**Task details**. Copy the lines from the one containing "[spot] the white paper" through the end of the records, changing "a pin for each instance" to "one pin per instance" and leaving everything else unchanged.

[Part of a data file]
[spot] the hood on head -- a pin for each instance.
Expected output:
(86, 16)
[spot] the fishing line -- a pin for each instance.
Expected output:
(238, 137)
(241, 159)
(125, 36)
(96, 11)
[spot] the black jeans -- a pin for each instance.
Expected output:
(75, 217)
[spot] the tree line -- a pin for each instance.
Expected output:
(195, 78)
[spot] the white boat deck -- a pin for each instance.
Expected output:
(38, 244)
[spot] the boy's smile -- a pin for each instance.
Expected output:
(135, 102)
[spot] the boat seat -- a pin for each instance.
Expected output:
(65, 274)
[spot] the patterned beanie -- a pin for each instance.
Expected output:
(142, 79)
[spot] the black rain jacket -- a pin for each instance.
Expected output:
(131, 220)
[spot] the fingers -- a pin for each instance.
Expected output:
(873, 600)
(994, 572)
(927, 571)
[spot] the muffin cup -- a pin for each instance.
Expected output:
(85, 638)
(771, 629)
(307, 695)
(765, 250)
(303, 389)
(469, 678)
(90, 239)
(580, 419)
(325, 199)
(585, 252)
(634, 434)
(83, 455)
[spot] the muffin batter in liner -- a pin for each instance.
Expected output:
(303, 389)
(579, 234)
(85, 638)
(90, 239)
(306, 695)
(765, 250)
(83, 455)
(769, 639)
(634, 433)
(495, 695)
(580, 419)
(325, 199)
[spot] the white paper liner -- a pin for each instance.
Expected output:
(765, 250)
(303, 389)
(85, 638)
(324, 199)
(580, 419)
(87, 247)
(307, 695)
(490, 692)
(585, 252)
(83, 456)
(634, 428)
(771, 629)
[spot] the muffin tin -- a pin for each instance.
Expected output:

**Solution below**.
[spot] the white paper liner -- one pin per instance.
Expected output:
(765, 250)
(303, 389)
(85, 638)
(324, 199)
(580, 419)
(87, 247)
(307, 695)
(490, 692)
(585, 252)
(83, 456)
(634, 428)
(771, 629)
[spot] the muffin tin -- one pin per instance.
Expected output:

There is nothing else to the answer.